◆ **Text extract**
———
The delay line is a critical component of the architecture because it is directly in the path of the timing signal. Typical delay line specifications include introduced delay and jitter, power consumption, and occupied area. An ideal delay line, in particular, must have a stable delay, combined with low power and low area consumption. To maintain a low timing precision of the entire system, we aim to minimize the timing jitter introduced by the delay line. However, a delay line must be included in each pixel of the array, limiting the maximum area and power dissipation, requirements that are typically in trade-off with jitter minimization. Thin custom-technology SPAD photodetectors typically feature a jitter of ∼30–35 ps full width at half maximum (FWHM) at room temperature [16], whereas TACs can achieve precisions down to few ps [30]. As a result, the delay line must have a low jitter, so that the dominant contribution of the system is approximately equal to that of the photodetector. If the application requires a high photon-detection efficiency (PDE∼40%) at 800nm, the RE-SPAD [33] can be used, which relaxes the jitter specifications by introducing a jitter of ∼100 ps FWHM.

Concerning the delay to be introduced, as shown in Figure 4, this must be equal to 37.5 ns; i.e., it must last for the entire dwell phase as well as the entire selection and Tim_path phase.

It should be noted that the maximum delay attainable is in tradeoff with the jitter minimization [34]. In order to minimize the required delay, and thus the jitter, a compact design of the selection logic has been devised. This block is able to perform its task in just one clock period.
———
◆ **To do**
1) Rewrite the paragraph of the delay-line passage that begins "The delay line is a critical component" as a short bulleted list that keeps its main facts.
2) Write out the delay-line passage word for word, starting with "It should be" and going on through "one clock period.".
The items after this passage are not needed for any of the work here.

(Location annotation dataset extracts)
———
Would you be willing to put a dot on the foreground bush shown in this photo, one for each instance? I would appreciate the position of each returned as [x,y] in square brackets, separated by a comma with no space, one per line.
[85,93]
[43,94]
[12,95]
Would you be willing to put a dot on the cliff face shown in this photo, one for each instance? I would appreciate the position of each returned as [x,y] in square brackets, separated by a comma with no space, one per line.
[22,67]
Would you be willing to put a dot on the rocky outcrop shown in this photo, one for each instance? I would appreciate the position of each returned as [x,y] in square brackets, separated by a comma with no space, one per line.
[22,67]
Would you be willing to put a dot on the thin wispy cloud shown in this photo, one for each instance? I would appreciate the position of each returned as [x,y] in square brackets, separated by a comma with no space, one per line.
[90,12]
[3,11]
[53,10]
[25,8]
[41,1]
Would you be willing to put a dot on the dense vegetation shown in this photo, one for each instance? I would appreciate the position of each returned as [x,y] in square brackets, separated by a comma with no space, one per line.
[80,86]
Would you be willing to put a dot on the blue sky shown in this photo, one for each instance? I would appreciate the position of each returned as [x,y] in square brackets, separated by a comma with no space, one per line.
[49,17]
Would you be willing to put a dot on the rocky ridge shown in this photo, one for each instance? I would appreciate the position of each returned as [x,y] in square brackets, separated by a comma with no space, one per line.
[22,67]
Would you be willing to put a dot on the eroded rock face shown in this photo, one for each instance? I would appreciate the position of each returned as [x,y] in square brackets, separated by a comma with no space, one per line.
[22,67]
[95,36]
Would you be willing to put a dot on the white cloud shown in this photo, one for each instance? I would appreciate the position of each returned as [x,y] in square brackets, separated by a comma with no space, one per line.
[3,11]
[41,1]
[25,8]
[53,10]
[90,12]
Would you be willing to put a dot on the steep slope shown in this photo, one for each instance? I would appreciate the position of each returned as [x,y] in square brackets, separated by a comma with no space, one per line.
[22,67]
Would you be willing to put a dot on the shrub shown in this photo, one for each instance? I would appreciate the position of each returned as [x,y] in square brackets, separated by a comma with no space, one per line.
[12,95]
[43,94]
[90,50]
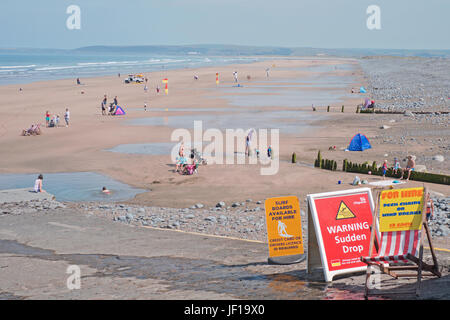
———
◆ **Exercise answers**
1)
- The delay line is critical because it sits directly in the path of the timing signal.
- Its usual specifications are introduced delay and jitter, power consumption, and occupied area. An ideal delay line has a stable delay with low power and low area.
- The aim is to minimize the jitter it adds. Every pixel needs its own delay line, though, which limits area and power, and those limits usually trade off against low jitter.
- Thin custom-technology SPADs have about 30–35 ps FWHM jitter at room temperature, and TACs can reach precisions of a few ps. The delay line's jitter must therefore be low enough that the system's dominant contribution is about equal to the photodetector's.
- If high photon-detection efficiency (PDE∼40%) at 800 nm is needed, the RE-SPAD can be used. Its jitter of about 100 ps FWHM relaxes the jitter specifications.

2)
It should be noted that the maximum delay attainable is in tradeoff with the jitter minimization [34]. In order to minimize the required delay, and thus the jitter, a compact design of the selection logic has been devised. This block is able to perform its task in just one clock period.